SUPPLIED PASSAGE:

Many pet owners are also looking to avoid using prescription drugs when there is a more natural option available at the pet store. Steve Thomas, president and owner of Thomas Labs, which specializes in natural nutritional supplements and enzyme therapy for animals, says people don’t always find the answers they’re looking for in the vet’s office.
“They want good products that are cost effective,” he says. “They want to solve problems. [Often] they go to the vet, it’s expensive, and they just don’t see results.”
The flea and tick category, in particular, is an area where a sizable segment of the pet-owning population actively seeks out natural alternatives for combating this everyday problem.
“Increased awareness of harmful or harsh chemicals is feeding a natural product trend,” says Mike Mocker, brand manager for Vet’s Best, which makes healthcare and grooming products for dogs, cats and small animals, including a natural flea and tick treatment line. “Traditional pesticide flea and tick treatments have always been viewed as a necessary evil but today there are more effective natural options for consumers.”

EXERCISE REQUIREMENTS: Copy the text on natural pet products again, starting at the words "The flea and" and stopping after "this everyday problem.", but substitute "chemical-free alternatives" for "natural alternatives".

SUPPLIED RECORDS:
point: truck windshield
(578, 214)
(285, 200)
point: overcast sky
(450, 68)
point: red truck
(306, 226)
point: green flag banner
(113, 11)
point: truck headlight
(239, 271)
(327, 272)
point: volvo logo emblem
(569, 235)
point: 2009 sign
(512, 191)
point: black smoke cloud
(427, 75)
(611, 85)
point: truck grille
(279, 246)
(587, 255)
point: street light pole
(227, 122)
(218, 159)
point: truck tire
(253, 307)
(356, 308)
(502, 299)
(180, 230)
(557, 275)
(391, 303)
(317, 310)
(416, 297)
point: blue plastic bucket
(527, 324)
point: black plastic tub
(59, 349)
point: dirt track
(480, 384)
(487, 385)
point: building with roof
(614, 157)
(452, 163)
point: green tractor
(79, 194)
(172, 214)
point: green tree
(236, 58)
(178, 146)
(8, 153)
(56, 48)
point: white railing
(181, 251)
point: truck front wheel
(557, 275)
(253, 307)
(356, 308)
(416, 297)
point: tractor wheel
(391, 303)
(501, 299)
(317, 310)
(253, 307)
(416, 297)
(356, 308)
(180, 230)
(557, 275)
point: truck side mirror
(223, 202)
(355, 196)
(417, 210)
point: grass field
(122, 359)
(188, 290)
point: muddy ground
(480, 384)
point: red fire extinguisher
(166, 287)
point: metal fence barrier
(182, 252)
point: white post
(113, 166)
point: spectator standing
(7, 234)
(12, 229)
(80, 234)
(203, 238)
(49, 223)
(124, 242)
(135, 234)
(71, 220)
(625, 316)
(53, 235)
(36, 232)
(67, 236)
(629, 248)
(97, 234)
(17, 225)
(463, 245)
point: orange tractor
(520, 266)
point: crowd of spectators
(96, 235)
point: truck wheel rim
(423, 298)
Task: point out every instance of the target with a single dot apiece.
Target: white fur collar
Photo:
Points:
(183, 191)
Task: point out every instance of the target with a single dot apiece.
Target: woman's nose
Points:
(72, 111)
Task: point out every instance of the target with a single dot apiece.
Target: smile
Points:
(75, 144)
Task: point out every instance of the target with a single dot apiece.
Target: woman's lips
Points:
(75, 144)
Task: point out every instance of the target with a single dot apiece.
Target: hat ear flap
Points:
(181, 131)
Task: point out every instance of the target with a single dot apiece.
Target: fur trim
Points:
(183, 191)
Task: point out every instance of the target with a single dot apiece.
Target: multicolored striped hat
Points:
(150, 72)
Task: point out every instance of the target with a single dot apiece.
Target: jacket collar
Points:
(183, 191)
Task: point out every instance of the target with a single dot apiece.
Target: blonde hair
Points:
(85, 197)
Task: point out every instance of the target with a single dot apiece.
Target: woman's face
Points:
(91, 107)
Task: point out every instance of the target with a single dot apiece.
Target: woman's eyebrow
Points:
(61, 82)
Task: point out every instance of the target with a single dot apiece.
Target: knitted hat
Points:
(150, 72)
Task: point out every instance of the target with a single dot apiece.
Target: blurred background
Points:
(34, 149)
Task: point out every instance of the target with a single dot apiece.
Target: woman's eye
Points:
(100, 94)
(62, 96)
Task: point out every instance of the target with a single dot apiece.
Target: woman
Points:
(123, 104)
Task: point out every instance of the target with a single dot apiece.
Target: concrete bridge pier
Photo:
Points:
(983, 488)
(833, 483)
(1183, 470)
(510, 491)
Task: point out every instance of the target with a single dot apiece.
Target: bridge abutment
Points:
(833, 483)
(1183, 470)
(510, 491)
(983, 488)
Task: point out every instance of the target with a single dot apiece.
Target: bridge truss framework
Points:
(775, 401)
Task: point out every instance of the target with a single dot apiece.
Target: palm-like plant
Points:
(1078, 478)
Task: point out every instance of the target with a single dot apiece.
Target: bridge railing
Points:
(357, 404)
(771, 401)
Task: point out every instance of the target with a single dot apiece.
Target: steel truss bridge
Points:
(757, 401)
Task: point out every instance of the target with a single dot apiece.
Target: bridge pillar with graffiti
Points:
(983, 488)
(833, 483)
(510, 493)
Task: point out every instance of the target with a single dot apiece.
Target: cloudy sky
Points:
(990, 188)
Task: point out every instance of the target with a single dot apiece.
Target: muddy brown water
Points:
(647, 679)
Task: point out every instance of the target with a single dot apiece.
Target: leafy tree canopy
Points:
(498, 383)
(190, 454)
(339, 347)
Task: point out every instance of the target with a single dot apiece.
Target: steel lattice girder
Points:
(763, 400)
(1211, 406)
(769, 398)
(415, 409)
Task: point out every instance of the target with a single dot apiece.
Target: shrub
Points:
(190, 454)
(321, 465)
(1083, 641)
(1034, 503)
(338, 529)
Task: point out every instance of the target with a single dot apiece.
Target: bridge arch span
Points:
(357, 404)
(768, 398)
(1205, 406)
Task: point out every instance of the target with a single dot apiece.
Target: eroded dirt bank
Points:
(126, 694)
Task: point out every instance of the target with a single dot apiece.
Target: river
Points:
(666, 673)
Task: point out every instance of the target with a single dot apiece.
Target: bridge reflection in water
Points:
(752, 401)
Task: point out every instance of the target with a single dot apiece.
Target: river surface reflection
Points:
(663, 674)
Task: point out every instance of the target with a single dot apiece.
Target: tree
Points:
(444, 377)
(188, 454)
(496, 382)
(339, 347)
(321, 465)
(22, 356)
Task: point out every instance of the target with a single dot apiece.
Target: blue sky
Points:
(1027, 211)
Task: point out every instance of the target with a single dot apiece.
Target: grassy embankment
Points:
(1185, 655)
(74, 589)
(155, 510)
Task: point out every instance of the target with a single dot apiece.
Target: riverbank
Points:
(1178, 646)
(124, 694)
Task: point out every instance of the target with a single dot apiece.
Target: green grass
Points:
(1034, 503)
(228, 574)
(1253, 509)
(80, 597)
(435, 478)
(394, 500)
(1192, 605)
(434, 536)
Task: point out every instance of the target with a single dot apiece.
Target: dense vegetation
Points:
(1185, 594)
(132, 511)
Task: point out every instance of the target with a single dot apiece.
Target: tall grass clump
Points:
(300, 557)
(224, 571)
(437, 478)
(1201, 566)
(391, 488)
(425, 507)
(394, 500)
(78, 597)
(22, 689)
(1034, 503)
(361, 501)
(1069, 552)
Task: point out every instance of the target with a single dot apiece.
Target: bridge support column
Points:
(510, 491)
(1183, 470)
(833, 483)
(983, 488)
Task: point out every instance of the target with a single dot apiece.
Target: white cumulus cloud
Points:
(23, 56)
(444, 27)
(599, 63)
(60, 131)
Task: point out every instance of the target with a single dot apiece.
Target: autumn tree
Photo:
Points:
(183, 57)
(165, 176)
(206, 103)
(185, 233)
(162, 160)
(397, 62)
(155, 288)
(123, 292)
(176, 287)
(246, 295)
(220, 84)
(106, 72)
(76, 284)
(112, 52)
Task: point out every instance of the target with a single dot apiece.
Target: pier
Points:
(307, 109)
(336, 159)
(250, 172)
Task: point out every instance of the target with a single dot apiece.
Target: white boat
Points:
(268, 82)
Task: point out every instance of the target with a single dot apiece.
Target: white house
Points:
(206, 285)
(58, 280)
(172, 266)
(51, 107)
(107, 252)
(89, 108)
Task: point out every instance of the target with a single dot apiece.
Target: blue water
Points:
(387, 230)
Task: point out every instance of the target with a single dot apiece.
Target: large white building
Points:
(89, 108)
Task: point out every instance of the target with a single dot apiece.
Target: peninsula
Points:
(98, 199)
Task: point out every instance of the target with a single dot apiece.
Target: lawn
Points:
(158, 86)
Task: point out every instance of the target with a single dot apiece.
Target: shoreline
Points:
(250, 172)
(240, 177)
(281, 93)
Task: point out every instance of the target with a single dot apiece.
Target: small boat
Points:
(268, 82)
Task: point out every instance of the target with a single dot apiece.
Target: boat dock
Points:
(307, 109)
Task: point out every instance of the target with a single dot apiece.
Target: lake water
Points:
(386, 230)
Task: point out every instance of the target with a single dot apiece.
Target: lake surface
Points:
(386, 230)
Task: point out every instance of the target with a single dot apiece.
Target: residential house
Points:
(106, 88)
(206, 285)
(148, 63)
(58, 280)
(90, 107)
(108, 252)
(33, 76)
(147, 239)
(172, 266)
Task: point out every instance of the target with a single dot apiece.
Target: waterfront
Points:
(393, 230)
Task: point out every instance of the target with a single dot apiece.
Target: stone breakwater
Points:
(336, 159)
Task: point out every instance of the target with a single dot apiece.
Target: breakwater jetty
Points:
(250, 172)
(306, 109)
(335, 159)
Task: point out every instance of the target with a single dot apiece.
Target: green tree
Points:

RESPONSE AREA:
The flea and tick category, in particular, is an area where a sizable segment of the pet-owning population actively seeks out chemical-free alternatives for combating this everyday problem.